__WHAT THE EXERCISE ASKS__
Turn the lines below into a numbered list, skipping every blank line and leaving out the pictures.
[DATA PROVIDED start]
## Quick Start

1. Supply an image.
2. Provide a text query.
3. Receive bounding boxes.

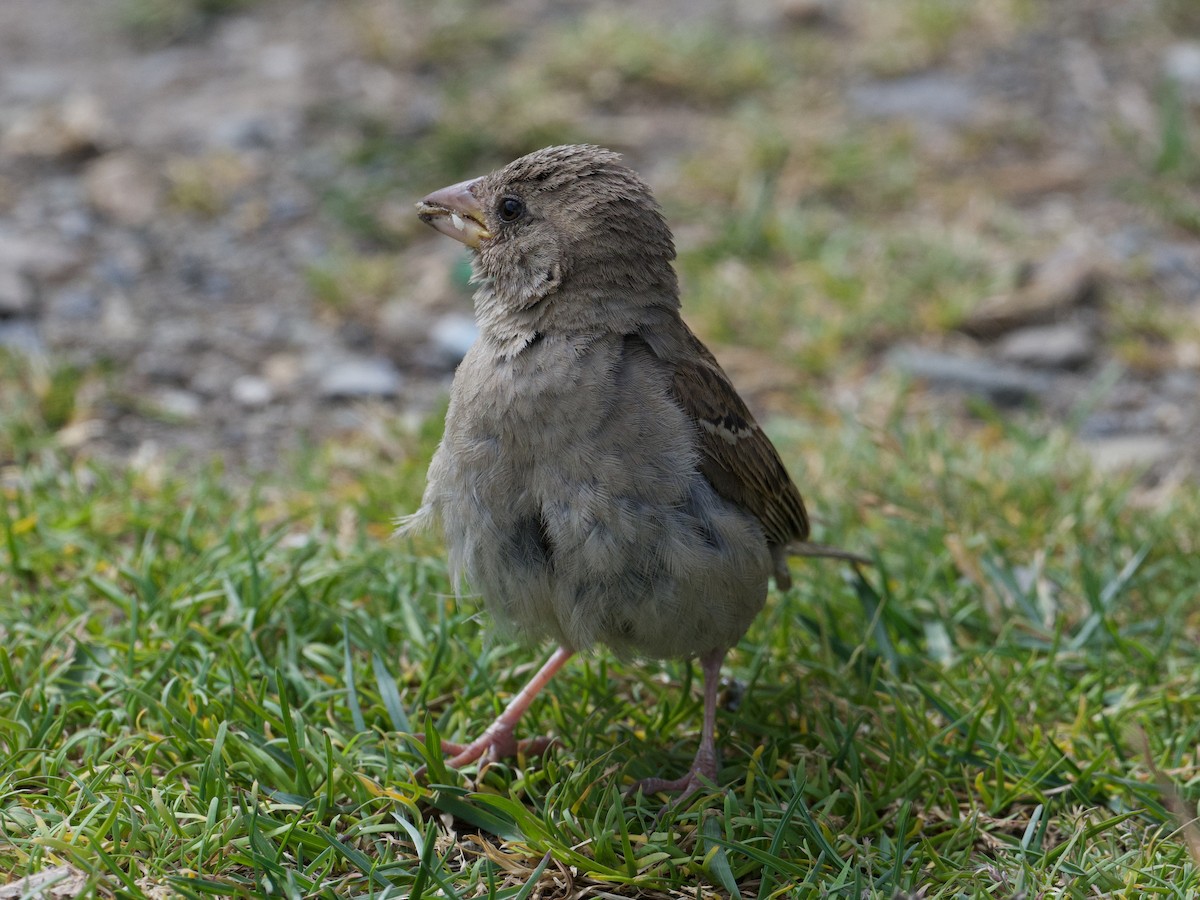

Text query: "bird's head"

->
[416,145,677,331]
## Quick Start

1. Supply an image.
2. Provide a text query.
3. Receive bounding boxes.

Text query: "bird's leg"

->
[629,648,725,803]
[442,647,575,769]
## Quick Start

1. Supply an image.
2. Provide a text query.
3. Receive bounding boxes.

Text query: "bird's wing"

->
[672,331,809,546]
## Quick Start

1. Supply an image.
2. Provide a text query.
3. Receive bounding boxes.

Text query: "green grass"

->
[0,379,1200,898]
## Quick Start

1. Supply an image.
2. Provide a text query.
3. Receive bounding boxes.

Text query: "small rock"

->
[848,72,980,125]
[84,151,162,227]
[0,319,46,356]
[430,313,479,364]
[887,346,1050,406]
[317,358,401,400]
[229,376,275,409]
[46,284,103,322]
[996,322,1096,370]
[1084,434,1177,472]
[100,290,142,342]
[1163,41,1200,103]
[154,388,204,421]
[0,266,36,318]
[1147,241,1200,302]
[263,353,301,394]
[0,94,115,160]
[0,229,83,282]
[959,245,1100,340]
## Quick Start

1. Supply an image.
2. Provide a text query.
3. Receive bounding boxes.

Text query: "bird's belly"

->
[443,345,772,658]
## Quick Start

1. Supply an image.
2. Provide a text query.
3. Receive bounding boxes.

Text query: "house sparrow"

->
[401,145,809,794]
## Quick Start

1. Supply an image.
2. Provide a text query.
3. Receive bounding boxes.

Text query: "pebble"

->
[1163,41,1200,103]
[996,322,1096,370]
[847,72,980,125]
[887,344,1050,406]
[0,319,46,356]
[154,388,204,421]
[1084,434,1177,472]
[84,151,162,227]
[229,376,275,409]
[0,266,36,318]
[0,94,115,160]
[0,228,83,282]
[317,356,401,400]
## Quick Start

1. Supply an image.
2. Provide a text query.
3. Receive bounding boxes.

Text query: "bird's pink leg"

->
[DATA PROVIDED end]
__RESULT OF THIS TASK__
1. ## Quick Start
2. 1. Supply an image.
3. 2. Provide a text query.
4. 3. Receive bounding boxes.
5. Text query: "bird's head"
6. ->
7. [416,145,677,331]
8. ## Quick Start
9. 1. Supply an image.
10. 2. Provide a text query.
11. 3. Receive bounding boxes.
12. Text query: "bird's leg"
13. ->
14. [629,648,725,803]
15. [442,647,575,769]
16. ## Quick Start
17. 1. Supply an image.
18. 2. Provide a text query.
19. 3. Receive bounding boxes.
20. Text query: "bird's wing"
21. ->
22. [672,331,809,546]
23. ## Quick Start
24. 1. Supply an image.
25. 2. Provide a text query.
26. 3. Receive bounding boxes.
27. Text query: "green grass"
28. ->
29. [0,379,1200,898]
30. ## Quick Start
31. 1. Supply an image.
32. 2. Provide a text query.
33. 3. Receive bounding boxes.
34. Text query: "small rock"
35. ->
36. [848,72,980,125]
37. [84,151,162,227]
38. [0,319,46,356]
39. [430,313,479,364]
40. [887,346,1050,406]
41. [317,358,401,400]
42. [229,376,275,409]
43. [46,284,103,322]
44. [996,322,1096,370]
45. [1084,434,1177,472]
46. [100,290,142,342]
47. [1163,41,1200,103]
48. [154,388,204,421]
49. [0,266,36,318]
50. [1147,241,1200,302]
51. [263,353,301,394]
52. [0,94,115,160]
53. [0,229,83,282]
54. [959,245,1100,340]
55. ## Quick Start
56. 1. Supply an image.
57. 2. Provide a text query.
58. 3. Receive bounding boxes.
59. Text query: "bird's belly"
60. ->
61. [443,345,772,658]
62. ## Quick Start
63. 1. Supply an image.
64. 2. Provide a text query.
65. 3. Receive bounding boxes.
66. Text query: "house sparrow"
67. ->
68. [401,145,809,794]
69. ## Quick Start
70. 1. Supply an image.
71. 2. Provide a text query.
72. 3. Receive bounding boxes.
73. Text query: "pebble"
74. ->
75. [1163,41,1200,103]
76. [996,322,1096,370]
77. [847,72,980,125]
78. [887,344,1050,406]
79. [0,319,46,356]
80. [154,388,204,421]
81. [1084,434,1177,472]
82. [84,151,162,227]
83. [229,376,275,409]
84. [0,266,36,318]
85. [0,94,115,160]
86. [0,228,83,282]
87. [317,356,401,400]
88. ## Quick Start
89. 1. Supply an image.
90. 2. Provide a text query.
91. 3. Receive bounding boxes.
92. Text query: "bird's pink leg"
93. ->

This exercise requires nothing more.